Source records:
····················

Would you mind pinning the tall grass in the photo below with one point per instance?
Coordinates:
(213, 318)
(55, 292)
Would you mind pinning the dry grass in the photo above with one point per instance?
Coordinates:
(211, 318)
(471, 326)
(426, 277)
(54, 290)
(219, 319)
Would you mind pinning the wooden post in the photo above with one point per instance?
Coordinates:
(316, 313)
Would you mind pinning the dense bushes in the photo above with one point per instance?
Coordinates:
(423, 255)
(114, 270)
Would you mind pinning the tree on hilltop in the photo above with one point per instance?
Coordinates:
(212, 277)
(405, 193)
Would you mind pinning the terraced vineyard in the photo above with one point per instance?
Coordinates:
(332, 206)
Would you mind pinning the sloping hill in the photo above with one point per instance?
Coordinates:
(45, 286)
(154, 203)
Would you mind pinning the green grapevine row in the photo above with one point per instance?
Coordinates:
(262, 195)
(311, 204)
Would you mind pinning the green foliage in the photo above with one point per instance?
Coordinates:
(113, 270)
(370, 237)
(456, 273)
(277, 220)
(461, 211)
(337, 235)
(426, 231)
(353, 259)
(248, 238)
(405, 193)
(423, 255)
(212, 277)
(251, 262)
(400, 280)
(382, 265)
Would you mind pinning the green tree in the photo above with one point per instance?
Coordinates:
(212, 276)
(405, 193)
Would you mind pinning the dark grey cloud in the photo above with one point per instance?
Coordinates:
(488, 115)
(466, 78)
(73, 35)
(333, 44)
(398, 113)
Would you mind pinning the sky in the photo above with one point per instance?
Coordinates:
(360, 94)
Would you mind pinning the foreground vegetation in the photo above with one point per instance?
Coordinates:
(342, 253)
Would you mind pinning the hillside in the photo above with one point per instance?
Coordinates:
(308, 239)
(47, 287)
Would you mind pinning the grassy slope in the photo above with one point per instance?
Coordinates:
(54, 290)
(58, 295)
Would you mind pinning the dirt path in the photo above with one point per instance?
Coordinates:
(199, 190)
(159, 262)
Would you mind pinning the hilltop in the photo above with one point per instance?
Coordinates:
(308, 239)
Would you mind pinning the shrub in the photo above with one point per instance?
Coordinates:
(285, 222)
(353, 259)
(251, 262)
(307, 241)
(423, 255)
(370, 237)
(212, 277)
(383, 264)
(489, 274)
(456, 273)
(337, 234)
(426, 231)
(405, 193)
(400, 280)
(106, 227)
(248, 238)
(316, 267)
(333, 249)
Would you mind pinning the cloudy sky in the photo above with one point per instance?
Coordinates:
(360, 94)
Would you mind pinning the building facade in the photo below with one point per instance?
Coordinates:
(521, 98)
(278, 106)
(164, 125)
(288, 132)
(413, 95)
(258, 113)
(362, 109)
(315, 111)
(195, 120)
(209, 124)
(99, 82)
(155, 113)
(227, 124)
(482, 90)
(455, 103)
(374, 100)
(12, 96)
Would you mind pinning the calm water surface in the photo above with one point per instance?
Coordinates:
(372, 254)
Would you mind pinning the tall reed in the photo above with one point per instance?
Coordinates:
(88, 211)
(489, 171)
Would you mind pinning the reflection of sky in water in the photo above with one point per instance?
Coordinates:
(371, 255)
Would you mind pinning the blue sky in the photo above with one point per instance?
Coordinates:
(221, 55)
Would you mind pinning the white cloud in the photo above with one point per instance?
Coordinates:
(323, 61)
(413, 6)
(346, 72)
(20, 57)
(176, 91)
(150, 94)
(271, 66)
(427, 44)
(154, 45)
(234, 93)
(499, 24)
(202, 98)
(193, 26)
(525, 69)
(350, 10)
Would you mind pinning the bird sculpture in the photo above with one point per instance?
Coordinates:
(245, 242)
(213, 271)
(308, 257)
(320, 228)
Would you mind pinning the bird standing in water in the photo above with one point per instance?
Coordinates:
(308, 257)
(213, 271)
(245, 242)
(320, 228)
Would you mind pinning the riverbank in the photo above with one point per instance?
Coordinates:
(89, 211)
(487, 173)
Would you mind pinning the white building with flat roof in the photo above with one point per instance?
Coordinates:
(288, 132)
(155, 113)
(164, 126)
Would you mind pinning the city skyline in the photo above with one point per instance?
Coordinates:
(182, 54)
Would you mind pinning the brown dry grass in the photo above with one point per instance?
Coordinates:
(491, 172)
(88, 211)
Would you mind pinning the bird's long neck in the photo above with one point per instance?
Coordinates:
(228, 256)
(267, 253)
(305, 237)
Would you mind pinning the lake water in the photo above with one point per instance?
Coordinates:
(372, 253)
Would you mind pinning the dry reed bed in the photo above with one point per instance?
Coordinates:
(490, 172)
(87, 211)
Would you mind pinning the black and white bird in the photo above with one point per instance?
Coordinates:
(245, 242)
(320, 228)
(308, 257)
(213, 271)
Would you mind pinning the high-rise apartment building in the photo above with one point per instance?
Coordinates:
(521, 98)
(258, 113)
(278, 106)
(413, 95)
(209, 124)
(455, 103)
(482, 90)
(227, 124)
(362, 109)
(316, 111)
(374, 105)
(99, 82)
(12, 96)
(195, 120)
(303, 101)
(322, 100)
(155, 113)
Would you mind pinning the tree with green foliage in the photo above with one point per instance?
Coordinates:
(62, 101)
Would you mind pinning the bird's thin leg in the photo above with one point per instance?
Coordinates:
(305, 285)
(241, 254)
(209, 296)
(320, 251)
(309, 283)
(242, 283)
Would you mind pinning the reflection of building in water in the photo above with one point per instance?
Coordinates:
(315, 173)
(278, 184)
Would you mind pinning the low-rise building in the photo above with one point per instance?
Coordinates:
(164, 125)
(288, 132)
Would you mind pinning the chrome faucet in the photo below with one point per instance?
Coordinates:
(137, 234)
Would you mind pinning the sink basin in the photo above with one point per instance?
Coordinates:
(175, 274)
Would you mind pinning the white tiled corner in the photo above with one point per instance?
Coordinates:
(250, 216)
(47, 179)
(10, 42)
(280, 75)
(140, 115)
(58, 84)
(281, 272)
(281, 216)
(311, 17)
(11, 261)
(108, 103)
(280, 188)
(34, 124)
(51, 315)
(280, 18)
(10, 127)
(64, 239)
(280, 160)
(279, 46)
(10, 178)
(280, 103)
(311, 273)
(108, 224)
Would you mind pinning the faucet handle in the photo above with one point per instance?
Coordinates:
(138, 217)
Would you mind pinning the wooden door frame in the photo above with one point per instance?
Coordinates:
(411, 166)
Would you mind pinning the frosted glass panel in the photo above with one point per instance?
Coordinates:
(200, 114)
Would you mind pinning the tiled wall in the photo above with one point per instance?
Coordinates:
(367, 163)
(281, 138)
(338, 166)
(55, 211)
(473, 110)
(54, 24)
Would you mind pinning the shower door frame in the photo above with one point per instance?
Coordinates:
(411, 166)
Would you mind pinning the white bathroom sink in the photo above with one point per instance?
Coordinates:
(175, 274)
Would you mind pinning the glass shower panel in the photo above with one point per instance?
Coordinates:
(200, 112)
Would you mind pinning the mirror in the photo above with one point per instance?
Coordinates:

····················

TASK TO COMPLETE =>
Retype each of the records, word for word, with nothing added or dropped.

FINISHED EXERCISE =>
Would you mind pinning the tall grass in the photo below with one point per instance?
Coordinates:
(213, 318)
(55, 292)
Would you mind pinning the dry grass in the photo above with one point per instance?
Coordinates:
(211, 318)
(471, 326)
(426, 277)
(54, 290)
(219, 319)
Would you mind pinning the wooden post in the photo above with one point per instance?
Coordinates:
(316, 313)
Would you mind pinning the dense bushes in the photo above with one point per instance?
Coordinates:
(423, 255)
(114, 270)
Would you mind pinning the tree on hilltop in the photo above with one point per instance?
Coordinates:
(212, 277)
(405, 193)
Would you mind pinning the terraced vineyard in the photo above with one point per instance?
Coordinates:
(332, 206)
Would you mind pinning the sloping hill in the photo above with one point per instance?
Coordinates:
(45, 286)
(154, 203)
Would you mind pinning the green grapevine row in the photo above with one point per instance?
Coordinates:
(262, 195)
(311, 204)
Would you mind pinning the green foliage in the photo above with one point per instance?
Coordinates:
(113, 270)
(370, 237)
(456, 273)
(277, 220)
(461, 211)
(337, 235)
(426, 231)
(353, 259)
(248, 238)
(405, 193)
(423, 255)
(212, 277)
(251, 262)
(400, 280)
(382, 265)
Would you mind pinning the green tree in the photo above with one point per instance?
Coordinates:
(212, 276)
(405, 193)
Would you mind pinning the dark grey cloud in the photo above with one point per instance?
Coordinates:
(488, 115)
(466, 78)
(73, 35)
(333, 44)
(398, 113)
Would you mind pinning the sky in the photo above with one point per instance?
Coordinates:
(360, 94)
Would you mind pinning the foreground vegetation in the photo above with one point per instance?
Coordinates:
(342, 253)
Would you mind pinning the hillside in the photo above with one point per instance?
Coordinates:
(308, 239)
(47, 287)
Would you mind pinning the grassy slope in the photo above with one point per instance?
Coordinates:
(54, 290)
(58, 295)
Would you mind pinning the dirt path in the photo above with one point per instance?
Coordinates:
(199, 190)
(159, 262)
Would you mind pinning the hilltop in the photo above with one point per instance?
Coordinates:
(308, 239)
Would you mind pinning the shrub in the photo above with one point per instance?
Coordinates:
(285, 222)
(353, 259)
(251, 262)
(307, 241)
(423, 255)
(370, 237)
(212, 277)
(383, 264)
(489, 274)
(456, 273)
(337, 234)
(426, 231)
(405, 193)
(400, 280)
(106, 227)
(248, 238)
(316, 267)
(333, 249)
Would you mind pinning the cloudy sky in the photo above with one point per instance?
Coordinates:
(360, 94)
Would you mind pinning the building facade in the photo below with one point per instance?
Coordinates:
(521, 98)
(278, 106)
(164, 125)
(288, 132)
(413, 95)
(258, 113)
(362, 109)
(315, 111)
(195, 120)
(209, 124)
(99, 82)
(155, 113)
(227, 124)
(482, 90)
(455, 103)
(374, 100)
(12, 96)
Would you mind pinning the calm water surface in the photo above with one point per instance?
Coordinates:
(372, 254)
Would you mind pinning the tall reed in the photo above with one point per instance?
Coordinates:
(88, 211)
(489, 171)
Would you mind pinning the reflection of sky in water in the photo above with one point per instance?
Coordinates:
(371, 255)
Would you mind pinning the blue sky in the photo above with one point per instance?
Coordinates:
(221, 55)
Would you mind pinning the white cloud in the photo above with one point per instance?
Coordinates:
(323, 61)
(413, 6)
(346, 72)
(20, 57)
(176, 91)
(150, 94)
(271, 66)
(427, 44)
(154, 45)
(234, 93)
(499, 24)
(202, 98)
(193, 26)
(525, 69)
(350, 10)
Would you mind pinning the bird sculpture in the photo above with one point per instance?
Coordinates:
(245, 242)
(213, 271)
(308, 257)
(320, 228)
Would you mind pinning the bird standing in water in the photo above with one point per instance?
Coordinates:
(308, 257)
(213, 271)
(245, 242)
(320, 228)
Would you mind pinning the riverbank in the photo above with one point per instance?
Coordinates:
(89, 211)
(487, 173)
Would you mind pinning the white building with flat roof in the photo above with one point per instance?
Coordinates:
(288, 132)
(155, 113)
(164, 126)
Would you mind pinning the city skyline in the photo above with one point per instance?
Coordinates:
(182, 54)
Would you mind pinning the brown dry grass in the photo above with one point per instance?
Coordinates:
(491, 172)
(88, 211)
Would you mind pinning the bird's long neck in the photo above with one point per instance?
Coordinates:
(228, 256)
(267, 253)
(305, 237)
Would you mind pinning the lake water in the photo above with one point per instance?
Coordinates:
(372, 253)
Would you mind pinning the dry reed bed in the photo above with one point per instance?
Coordinates:
(490, 172)
(87, 211)
Would you mind pinning the black and white bird in the photo above with one point per instance?
Coordinates:
(245, 242)
(320, 228)
(308, 257)
(213, 271)
Would you mind pinning the high-rise apartment building in the photo above with one point per instance?
Coordinates:
(521, 98)
(258, 113)
(278, 106)
(413, 95)
(209, 124)
(455, 103)
(482, 90)
(227, 124)
(362, 109)
(316, 111)
(374, 105)
(99, 82)
(12, 96)
(195, 120)
(303, 101)
(322, 100)
(155, 113)
Would you mind pinning the tree with green foliage in the photo above with one point per instance?
Coordinates:
(62, 101)
Would you mind pinning the bird's thin leg in the photo above with one point per instance?
Coordinates:
(305, 285)
(241, 254)
(209, 296)
(320, 251)
(309, 283)
(242, 283)
Would you mind pinning the reflection of building in water in the photo above with one point per instance?
Coordinates:
(315, 173)
(278, 184)
Would you mind pinning the low-rise building in the photo above with one point per instance?
Coordinates:
(164, 125)
(288, 132)
Would you mind pinning the chrome faucet in the photo below with one point per instance?
Coordinates:
(137, 234)
Would you mind pinning the sink basin in the photo above with one point per instance?
Coordinates:
(175, 274)
Would you mind pinning the white tiled corner in the photo above with one point per instance?
Coordinates:
(250, 216)
(47, 179)
(10, 42)
(280, 75)
(140, 115)
(58, 84)
(281, 272)
(281, 216)
(311, 17)
(11, 261)
(108, 103)
(280, 188)
(34, 124)
(51, 315)
(280, 18)
(10, 127)
(64, 239)
(280, 160)
(279, 46)
(10, 178)
(280, 103)
(311, 273)
(108, 224)
Would you mind pinning the faucet handle in the photo above with one point per instance?
Coordinates:
(138, 217)
Would you mind pinning the wooden door frame in the photo above with one point per instance?
Coordinates:
(411, 166)
Would you mind pinning the frosted glass panel in the photo above with one point per instance?
Coordinates:
(200, 114)
Would you mind pinning the tiled wall in the photo above with one point per instance?
Coordinates:
(367, 163)
(281, 138)
(338, 166)
(55, 211)
(473, 110)
(54, 24)
Would you mind pinning the shower door frame in the photo above with one point per instance?
Coordinates:
(411, 166)
Would you mind pinning the white bathroom sink in the photo above with one point per instance?
Coordinates:
(175, 274)
Would you mind pinning the glass shower panel in the photo above with one point per instance?
Coordinates:
(200, 112)
Would you mind pinning the mirror in the photo above with one point per instance?
Coordinates:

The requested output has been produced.